Work request —
Every line of the material must be copied exactly.

Source records —

★ ★ ★ ★

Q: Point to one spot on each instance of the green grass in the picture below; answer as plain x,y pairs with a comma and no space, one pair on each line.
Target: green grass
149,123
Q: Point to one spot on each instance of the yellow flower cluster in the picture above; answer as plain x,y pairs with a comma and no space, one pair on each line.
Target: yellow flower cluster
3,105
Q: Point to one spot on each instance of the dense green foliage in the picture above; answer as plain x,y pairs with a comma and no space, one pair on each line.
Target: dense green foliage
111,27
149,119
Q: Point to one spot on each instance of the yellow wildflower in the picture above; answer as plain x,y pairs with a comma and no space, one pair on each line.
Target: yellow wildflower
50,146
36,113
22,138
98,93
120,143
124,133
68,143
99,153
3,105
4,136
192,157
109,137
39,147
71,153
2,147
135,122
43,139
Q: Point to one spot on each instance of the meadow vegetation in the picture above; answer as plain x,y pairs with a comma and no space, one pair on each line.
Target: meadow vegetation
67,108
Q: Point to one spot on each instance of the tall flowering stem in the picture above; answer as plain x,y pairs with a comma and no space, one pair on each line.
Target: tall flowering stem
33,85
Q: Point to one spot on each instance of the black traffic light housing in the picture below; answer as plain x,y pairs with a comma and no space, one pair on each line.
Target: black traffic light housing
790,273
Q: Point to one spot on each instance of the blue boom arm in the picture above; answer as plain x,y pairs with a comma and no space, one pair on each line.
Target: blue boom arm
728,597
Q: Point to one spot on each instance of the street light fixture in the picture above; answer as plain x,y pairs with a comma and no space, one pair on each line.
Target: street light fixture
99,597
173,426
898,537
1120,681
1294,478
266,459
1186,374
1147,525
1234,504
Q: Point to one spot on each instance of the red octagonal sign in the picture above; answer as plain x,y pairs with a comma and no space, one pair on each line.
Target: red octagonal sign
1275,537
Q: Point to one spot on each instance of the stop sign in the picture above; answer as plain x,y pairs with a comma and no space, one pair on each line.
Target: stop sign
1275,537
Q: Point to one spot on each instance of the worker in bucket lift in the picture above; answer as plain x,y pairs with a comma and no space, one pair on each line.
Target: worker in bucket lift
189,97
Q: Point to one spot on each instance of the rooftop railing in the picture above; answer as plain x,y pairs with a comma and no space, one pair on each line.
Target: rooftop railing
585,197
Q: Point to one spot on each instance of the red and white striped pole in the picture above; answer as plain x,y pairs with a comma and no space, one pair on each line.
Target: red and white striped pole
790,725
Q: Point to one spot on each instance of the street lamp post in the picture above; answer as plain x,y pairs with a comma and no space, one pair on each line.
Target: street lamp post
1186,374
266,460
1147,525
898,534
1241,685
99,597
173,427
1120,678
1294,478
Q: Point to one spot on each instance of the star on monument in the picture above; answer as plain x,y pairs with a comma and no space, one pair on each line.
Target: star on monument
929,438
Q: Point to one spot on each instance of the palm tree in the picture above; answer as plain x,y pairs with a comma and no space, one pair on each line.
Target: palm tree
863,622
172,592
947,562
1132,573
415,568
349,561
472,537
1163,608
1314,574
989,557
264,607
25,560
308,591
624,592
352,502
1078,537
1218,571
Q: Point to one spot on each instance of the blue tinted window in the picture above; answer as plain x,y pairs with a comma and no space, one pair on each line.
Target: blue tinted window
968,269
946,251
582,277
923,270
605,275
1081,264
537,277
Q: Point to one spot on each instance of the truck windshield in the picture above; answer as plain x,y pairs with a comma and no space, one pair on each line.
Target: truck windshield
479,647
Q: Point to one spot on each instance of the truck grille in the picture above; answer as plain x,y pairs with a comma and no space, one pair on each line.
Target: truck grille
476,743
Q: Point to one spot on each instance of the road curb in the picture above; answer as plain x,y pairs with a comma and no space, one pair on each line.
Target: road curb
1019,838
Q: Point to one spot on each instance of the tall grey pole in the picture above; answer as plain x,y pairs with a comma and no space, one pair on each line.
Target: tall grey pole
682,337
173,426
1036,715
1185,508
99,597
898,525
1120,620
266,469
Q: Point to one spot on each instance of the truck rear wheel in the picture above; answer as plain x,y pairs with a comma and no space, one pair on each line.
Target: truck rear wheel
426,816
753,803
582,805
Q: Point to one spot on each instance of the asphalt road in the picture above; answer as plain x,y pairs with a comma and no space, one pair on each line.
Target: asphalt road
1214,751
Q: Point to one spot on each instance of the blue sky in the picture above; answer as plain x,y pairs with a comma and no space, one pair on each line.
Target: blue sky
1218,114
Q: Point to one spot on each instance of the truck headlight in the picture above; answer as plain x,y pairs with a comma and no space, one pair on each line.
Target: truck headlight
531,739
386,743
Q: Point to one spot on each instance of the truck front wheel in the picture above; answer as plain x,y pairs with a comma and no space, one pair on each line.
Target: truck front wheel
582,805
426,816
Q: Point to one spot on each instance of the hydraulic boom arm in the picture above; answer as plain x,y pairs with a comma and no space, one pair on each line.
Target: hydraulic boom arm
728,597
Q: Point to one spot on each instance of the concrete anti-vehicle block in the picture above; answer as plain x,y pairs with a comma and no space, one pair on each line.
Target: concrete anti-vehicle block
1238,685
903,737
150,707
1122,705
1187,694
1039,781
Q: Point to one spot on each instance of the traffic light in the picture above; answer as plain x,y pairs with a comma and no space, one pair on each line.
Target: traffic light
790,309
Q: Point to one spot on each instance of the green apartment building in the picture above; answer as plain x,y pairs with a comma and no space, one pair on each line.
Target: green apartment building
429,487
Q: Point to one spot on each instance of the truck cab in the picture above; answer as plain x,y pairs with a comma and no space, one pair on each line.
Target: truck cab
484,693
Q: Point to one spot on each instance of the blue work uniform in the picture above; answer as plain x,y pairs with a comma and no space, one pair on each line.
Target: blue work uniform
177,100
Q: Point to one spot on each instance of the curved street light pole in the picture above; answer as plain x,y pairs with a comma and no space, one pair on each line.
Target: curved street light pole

★ ★ ★ ★

Task solution —
Q: Point to one spot on each instance of the green grass in the picture below; answer as plain x,y pairs with a comma and no space, one pair on each line.
Target: green grass
149,123
Q: Point to one spot on each instance of the yellow flower cluster in the picture above; answer as plain x,y pairs with a comma and no space, one pair on each line.
Target: yellow flower cluster
3,105
Q: Point to one spot on each instance of the dense green foliage in the picture above; answer as plain x,y pairs with a comma and no space, one pair on each line.
Target: dense green foliage
111,27
149,119
Q: Point to one spot on each instance of the yellow wildflower in the picture above; answer as plain x,y pairs with a comma and no space, one pair on each line.
Target: yellow wildflower
50,146
36,113
22,138
98,93
120,143
124,133
68,143
99,153
3,105
4,136
192,157
109,137
39,147
71,153
2,147
135,122
43,139
Q: Point to one spot on each instance of the meadow vegetation in the picture above; answer as plain x,y pairs with a comma and no space, one pair on each line.
Target: meadow vegetation
67,108
Q: Point to one spot on each instance of the tall flowering stem in the picture above; answer as plain x,y pairs with a comma and no space, one pair on each line.
Target: tall flowering stem
33,85
Q: Point to one spot on each instance of the black traffic light housing in the picture below; answer as plain x,y pairs with a comma and no space, one pair on each line.
Target: black traffic light housing
790,273
Q: Point to one spot on each instance of the blue boom arm in the picture above; answer as plain x,y pairs with a comma and no space, one pair on each line.
Target: blue boom arm
728,597
Q: Point to one spot on each instance of the street light fixture in the picture above; answer as plain x,y pairs with a comma and no space, one pair on each line.
Target: street light fixture
99,597
173,426
898,537
1120,681
1294,478
266,459
1186,374
1147,525
1234,504
Q: Point to one spot on each instance of the red octagonal sign in the picture above; answer as plain x,y pairs with a comma and no space, one pair on each line.
Target: red octagonal sign
1275,537
Q: Point to one spot on each instance of the stop sign in the picture above; answer as plain x,y pairs with a comma and no space, one pair on each line.
Target: stop sign
1275,537
Q: Point to one spot on each instance of the worker in bucket lift in the picture above; answer as plain x,y pairs with a comma and no space, one pair on each line.
Target: worker in bucket lift
189,97
Q: Point to one spot on each instance of the rooftop railing in the picture above; answer as plain x,y pairs with a comma and no space, one pair on each line.
Target: rooftop railing
585,197
Q: Point to one spot on each instance of the red and white striped pole in the picture above; answer as plain x,y pairs with a comma and no space, one pair on each line.
Target: red and white striped pole
790,725
Q: Point to one spot on each instance of the street lamp post in the picture above; answer as plain x,y pairs with a comma and no space, one pair on each line.
Target: street lamp post
1186,374
266,460
1147,525
898,534
1241,685
99,597
173,427
1120,678
1294,478
Q: Point to one spot on each instance of the star on monument in the picture above; answer as plain x,y pairs with a comma and no space, one pair on each line.
Target: star on monument
929,438
Q: Point to one spot on each instance of the palm tree in the picture above; answer as plain x,y pairs with a comma and no space, one pair on each line.
Target: palm tree
863,622
172,592
947,562
1132,573
415,568
349,561
472,537
1163,608
1314,574
989,557
264,607
25,560
308,591
624,592
352,502
1078,537
1218,571
Q: Point to one spot on each instance of the blue tinted window in the picture above; answer as plain x,y pairs with a comma and no space, one pair on each line.
Target: blue tinted window
968,269
946,251
582,277
923,270
605,275
1081,264
537,277
Q: Point to one spot on each instance of the truck windshield in the picture above; answer as plain x,y pairs with a comma and no space, one pair on each line.
Target: truck windshield
479,647
Q: Point to one spot on each instance of the truck grille in the picture above; answer as plain x,y pairs with a comma and no space, one pair on each line.
Target: truck grille
476,743
Q: Point to one spot on each instance of the road curb in the picture above; answer as plain x,y pairs with a comma and no space, one pair on each line.
Target: road curb
1019,838
Q: Point to one spot on each instance of the tall grey pole in the picture above; answer as plain x,y pairs with a comma and no space, one pair on each line.
Target: tall grey pole
682,337
173,426
1036,715
1185,508
99,597
898,525
1120,620
266,469
Q: Point to one spot on each instance of the truck rear wheel in the picture above; answer as plain x,y pairs with a comma and no space, one pair on each line.
Target: truck rear wheel
426,816
753,803
582,805
Q: Point to one spot on each instance of the asphalt road in the picture above; answer as plain x,y pairs with a comma and no space, one pair on each line.
Target: asphalt road
1214,751
Q: Point to one spot on each instance of the blue sky in the picture above; answer as plain x,y pairs with a comma and no space, one pair on each line.
Target: blue sky
1218,114
Q: Point to one spot on each instance of the truck headlight in the picture above; answer as plain x,y pairs with a comma and no space, one pair on each line.
Target: truck headlight
531,739
386,743
Q: Point to one spot on each instance of the truck front wheel in the picture above; answer as plain x,y pairs with a comma and no space, one pair on each line.
Target: truck front wheel
582,805
426,816
Q: Point to one spot on each instance of the hydraulic boom arm in the picture above; answer as plain x,y pairs with a comma and no space, one pair on each line.
Target: hydraulic boom arm
728,597
Q: Point to one spot on each instance of the concrete anti-vehicle block in the picture above; answer as plain x,y pairs with a comma and no space, one pair on each line.
Target: concrete anti-vehicle block
1238,685
903,737
150,707
1122,705
1187,694
1039,781
Q: Point to one spot on each instance of the traffic light in the picture above; answer as plain x,y pairs with a comma and no space, one pair on each line.
Target: traffic light
790,309
Q: Point to one spot on each instance of the green apartment building in the picture above; answer as plain x,y pairs with a comma and no space, one pair on each line.
Target: green apartment building
429,487
Q: Point to one spot on each instance of the truck cab in the picture above; answer as plain x,y pairs with a comma and no space, one pair on each line.
Target: truck cab
484,693
Q: Point to one spot on each instance of the blue work uniform in the picture above; answer as plain x,y pairs with a comma and no space, one pair on each line.
Target: blue work uniform
177,100
Q: Point to one spot on each instance of the curved street light pole in the picture above; answer as plain x,y pairs with a comma and no space, one pair on each line.
Target: curved street light pole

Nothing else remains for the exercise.